(Raw records)
====================
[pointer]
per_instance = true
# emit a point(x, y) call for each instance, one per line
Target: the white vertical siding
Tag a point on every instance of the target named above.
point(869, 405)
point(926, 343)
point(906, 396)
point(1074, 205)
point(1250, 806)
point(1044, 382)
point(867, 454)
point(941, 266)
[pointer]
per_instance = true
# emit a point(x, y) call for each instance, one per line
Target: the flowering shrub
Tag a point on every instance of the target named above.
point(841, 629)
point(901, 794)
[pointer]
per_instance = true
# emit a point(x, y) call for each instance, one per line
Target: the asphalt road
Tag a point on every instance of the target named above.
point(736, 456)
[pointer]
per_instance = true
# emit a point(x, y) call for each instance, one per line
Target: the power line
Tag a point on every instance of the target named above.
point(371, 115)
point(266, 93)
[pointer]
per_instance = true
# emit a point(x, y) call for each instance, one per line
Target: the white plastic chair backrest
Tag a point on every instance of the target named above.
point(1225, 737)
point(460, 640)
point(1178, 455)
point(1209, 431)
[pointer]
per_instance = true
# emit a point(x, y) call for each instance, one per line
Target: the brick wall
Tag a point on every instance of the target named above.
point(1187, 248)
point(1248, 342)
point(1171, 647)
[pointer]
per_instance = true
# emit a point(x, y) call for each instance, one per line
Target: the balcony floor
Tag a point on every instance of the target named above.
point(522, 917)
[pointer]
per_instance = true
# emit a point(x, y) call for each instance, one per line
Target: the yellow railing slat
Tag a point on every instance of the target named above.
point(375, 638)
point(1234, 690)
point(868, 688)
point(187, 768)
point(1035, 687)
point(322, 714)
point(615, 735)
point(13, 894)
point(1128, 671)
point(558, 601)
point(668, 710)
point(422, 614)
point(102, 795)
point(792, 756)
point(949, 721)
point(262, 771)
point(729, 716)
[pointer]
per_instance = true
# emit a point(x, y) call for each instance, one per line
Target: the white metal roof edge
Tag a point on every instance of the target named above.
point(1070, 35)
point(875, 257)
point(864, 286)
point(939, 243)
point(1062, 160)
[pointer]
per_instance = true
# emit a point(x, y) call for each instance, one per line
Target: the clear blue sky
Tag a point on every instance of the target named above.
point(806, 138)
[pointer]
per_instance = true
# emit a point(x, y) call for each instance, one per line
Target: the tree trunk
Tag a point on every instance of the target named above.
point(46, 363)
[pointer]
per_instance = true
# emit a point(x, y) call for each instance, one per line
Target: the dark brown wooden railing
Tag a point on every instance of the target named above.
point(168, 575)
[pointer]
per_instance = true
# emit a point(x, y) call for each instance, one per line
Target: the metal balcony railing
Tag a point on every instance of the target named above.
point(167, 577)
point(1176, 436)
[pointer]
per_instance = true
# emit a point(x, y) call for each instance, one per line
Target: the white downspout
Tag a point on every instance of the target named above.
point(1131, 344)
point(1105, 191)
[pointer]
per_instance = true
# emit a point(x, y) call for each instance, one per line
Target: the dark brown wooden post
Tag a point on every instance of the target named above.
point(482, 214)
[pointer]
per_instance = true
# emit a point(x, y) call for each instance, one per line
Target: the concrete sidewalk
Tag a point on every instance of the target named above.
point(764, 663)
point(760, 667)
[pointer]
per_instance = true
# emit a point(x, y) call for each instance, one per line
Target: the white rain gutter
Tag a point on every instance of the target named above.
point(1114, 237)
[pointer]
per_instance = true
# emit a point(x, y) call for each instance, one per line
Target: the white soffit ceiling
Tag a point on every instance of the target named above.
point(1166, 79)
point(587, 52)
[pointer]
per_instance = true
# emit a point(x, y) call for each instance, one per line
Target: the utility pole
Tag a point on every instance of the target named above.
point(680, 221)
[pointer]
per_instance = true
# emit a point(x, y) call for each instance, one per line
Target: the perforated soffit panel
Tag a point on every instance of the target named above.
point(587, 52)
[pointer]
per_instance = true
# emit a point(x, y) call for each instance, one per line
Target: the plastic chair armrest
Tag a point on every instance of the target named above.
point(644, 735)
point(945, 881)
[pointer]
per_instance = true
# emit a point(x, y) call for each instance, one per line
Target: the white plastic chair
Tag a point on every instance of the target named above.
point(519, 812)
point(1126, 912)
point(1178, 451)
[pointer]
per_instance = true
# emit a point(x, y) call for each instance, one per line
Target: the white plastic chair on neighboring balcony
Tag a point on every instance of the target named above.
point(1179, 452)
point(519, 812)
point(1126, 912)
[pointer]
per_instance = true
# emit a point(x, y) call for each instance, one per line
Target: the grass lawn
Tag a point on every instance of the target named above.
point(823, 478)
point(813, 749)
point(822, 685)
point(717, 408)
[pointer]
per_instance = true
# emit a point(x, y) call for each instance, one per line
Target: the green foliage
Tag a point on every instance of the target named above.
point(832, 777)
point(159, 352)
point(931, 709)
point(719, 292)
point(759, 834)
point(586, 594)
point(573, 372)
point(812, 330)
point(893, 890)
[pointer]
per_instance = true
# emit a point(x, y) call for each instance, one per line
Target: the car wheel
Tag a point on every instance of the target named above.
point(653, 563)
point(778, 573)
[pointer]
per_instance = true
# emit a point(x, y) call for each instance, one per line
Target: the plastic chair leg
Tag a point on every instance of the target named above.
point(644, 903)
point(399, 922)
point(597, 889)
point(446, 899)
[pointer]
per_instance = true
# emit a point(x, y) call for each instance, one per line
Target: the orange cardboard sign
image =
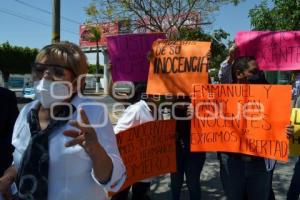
====================
→ **Description of the task**
Format every line of the entries above as a JSON list of strings, one string per line and no blank lines. Leave the pictures out of your answer.

→ **Finished exercise**
[
  "[pointer]",
  "per_instance = true",
  "# emit a point(x, y) call for each instance, one per line",
  "Target: the white vertical siding",
  "Tag a point on every instance of the target named above.",
  "point(869, 405)",
  "point(926, 343)",
  "point(906, 396)",
  "point(1074, 205)",
  "point(1250, 806)",
  "point(1044, 382)",
  "point(867, 454)",
  "point(941, 266)",
  "[pointer]",
  "per_instance = true",
  "# emit a point(x, y) call for each instance, one per line",
  "Target: the flowering shrub",
  "Tag a point on every instance of the target named above.",
  "point(841, 629)",
  "point(901, 794)",
  "[pointer]",
  "per_instance = true",
  "# emit a point(x, y) call for each instance, one per line",
  "Target: the asphalt road",
  "Tag a point on every instance of the target named above.",
  "point(736, 456)",
  "[pointer]",
  "per_instance = true",
  "# emit a point(x, y) call for each instance, one per line",
  "Target: the power line",
  "Tag a point on every instance of the target named above.",
  "point(371, 115)",
  "point(266, 93)",
  "[pointer]",
  "per_instance = true",
  "# emit a point(x, y) call for each instance, one per line",
  "Target: the white plastic chair backrest",
  "Tag a point on every instance of the target named above.",
  "point(1225, 737)",
  "point(460, 640)",
  "point(1178, 455)",
  "point(1209, 431)",
  "[pointer]",
  "per_instance = true",
  "# emit a point(x, y) call for each instance, one per line",
  "Target: the brick wall",
  "Tag a point on every instance of the target named above.",
  "point(1187, 248)",
  "point(1248, 342)",
  "point(1171, 647)",
  "[pointer]",
  "per_instance = true",
  "# emit a point(x, y) call for each instance, one per line",
  "Target: the balcony floor",
  "Tag a point on every instance of the target named above.",
  "point(522, 917)",
  "[pointer]",
  "per_instance = true",
  "# emit a point(x, y) call for each instance, one per line",
  "Target: the yellow railing slat",
  "Tag a point on every instance of the target named above.",
  "point(375, 638)",
  "point(1234, 690)",
  "point(868, 688)",
  "point(187, 768)",
  "point(1035, 687)",
  "point(322, 714)",
  "point(615, 735)",
  "point(13, 894)",
  "point(1128, 671)",
  "point(558, 601)",
  "point(668, 710)",
  "point(422, 614)",
  "point(102, 795)",
  "point(792, 756)",
  "point(949, 721)",
  "point(262, 771)",
  "point(729, 716)",
  "[pointer]",
  "per_instance = true",
  "# emit a point(x, y) call for each instance, one per line",
  "Target: the white metal roof edge",
  "Tag a point on every instance of the target named above.",
  "point(1070, 35)",
  "point(875, 257)",
  "point(864, 286)",
  "point(939, 243)",
  "point(1062, 160)",
  "[pointer]",
  "per_instance = true",
  "# emit a point(x, y) call for each instance, one per line",
  "Target: the clear blue sky",
  "Tag a point on every instance of the target named above.",
  "point(806, 138)",
  "[pointer]",
  "per_instance = true",
  "# emit a point(x, y) call for each instance, one per line",
  "Target: the tree trunk",
  "Tag a point on every instance of the target named above.",
  "point(46, 363)",
  "[pointer]",
  "per_instance = true",
  "# emit a point(x, y) call for each instance, one per line",
  "Target: the dark brown wooden railing",
  "Tag a point on every instance of the target named above.",
  "point(168, 575)",
  "[pointer]",
  "per_instance = true",
  "# emit a point(x, y) call for each instance, one per line",
  "Target: the metal balcony railing",
  "Tag a point on every instance of the target named above.",
  "point(167, 577)",
  "point(1176, 436)",
  "[pointer]",
  "per_instance = true",
  "# emit a point(x, y) call for each instance, one per line",
  "Target: the white downspout",
  "Tag a point on every instance of the target named above.",
  "point(1131, 344)",
  "point(1105, 191)",
  "[pointer]",
  "per_instance = true",
  "# emit a point(x, y) call for each instance, one per line",
  "Target: the dark brown wooden post",
  "Tag a point on every instance of the target named above.",
  "point(482, 214)",
  "[pointer]",
  "per_instance = true",
  "# emit a point(x, y) call for each instance, one per line",
  "Target: the concrete sidewalk",
  "Tag a point on every instance of the target named above.",
  "point(764, 663)",
  "point(760, 667)",
  "[pointer]",
  "per_instance = true",
  "# emit a point(x, y) call for each instance, one per line",
  "Target: the white rain gutter",
  "Tag a point on every instance of the target named above.",
  "point(1114, 237)",
  "[pointer]",
  "per_instance = true",
  "# emit a point(x, y) call for each instance, one per line",
  "Target: the white soffit ceiling",
  "Tag a point on every instance of the target named above.",
  "point(1166, 79)",
  "point(587, 52)",
  "[pointer]",
  "per_instance = true",
  "# emit a point(x, y) call for each instance, one per line",
  "Target: the utility pole",
  "Tag a point on every instance of the target named above.",
  "point(680, 221)",
  "[pointer]",
  "per_instance = true",
  "# emit a point(x, y) call for each instance, one per line",
  "Target: the perforated soffit panel",
  "Tag a point on every instance of the target named above.",
  "point(587, 52)",
  "[pointer]",
  "per_instance = true",
  "# emit a point(x, y) call for each instance, one per line",
  "Target: the plastic chair armrest",
  "Tag a point on every instance of the target named above.",
  "point(644, 735)",
  "point(945, 881)",
  "[pointer]",
  "per_instance = true",
  "# emit a point(x, y) call for each instance, one per line",
  "Target: the white plastic chair",
  "Tag a point on every instance of the target named above.",
  "point(519, 812)",
  "point(1126, 912)",
  "point(1178, 451)",
  "[pointer]",
  "per_instance = true",
  "# emit a point(x, y) call for each instance, one per line",
  "Target: the white plastic chair on neighboring balcony",
  "Tag a point on every instance of the target named above.",
  "point(1179, 452)",
  "point(519, 812)",
  "point(1126, 912)",
  "[pointer]",
  "per_instance = true",
  "# emit a point(x, y) call for each instance, one per line",
  "Target: the grass lawn",
  "Tag a point on every instance of the target named above.",
  "point(823, 478)",
  "point(813, 749)",
  "point(822, 685)",
  "point(717, 408)",
  "[pointer]",
  "per_instance = true",
  "# emit a point(x, y) call for each instance, one per line",
  "Target: the green foliage",
  "Tag a point on every instance of the target named above.",
  "point(832, 777)",
  "point(159, 352)",
  "point(931, 709)",
  "point(719, 292)",
  "point(759, 834)",
  "point(586, 594)",
  "point(573, 372)",
  "point(812, 330)",
  "point(893, 890)",
  "[pointer]",
  "per_instance = true",
  "# emit a point(x, y) call for each instance, one per line",
  "Target: the car wheel",
  "Tag a point on every instance of the target named above.",
  "point(653, 563)",
  "point(778, 573)",
  "[pointer]",
  "per_instance = true",
  "# emit a point(x, y) call for each instance, one per line",
  "Target: the plastic chair leg",
  "Tag a point on every instance of the target named above.",
  "point(644, 903)",
  "point(399, 922)",
  "point(597, 889)",
  "point(446, 899)",
  "[pointer]",
  "per_instance = true",
  "# emit a point(x, y) call for each instance, one per line",
  "Target: the orange cardboard sign",
  "image ="
]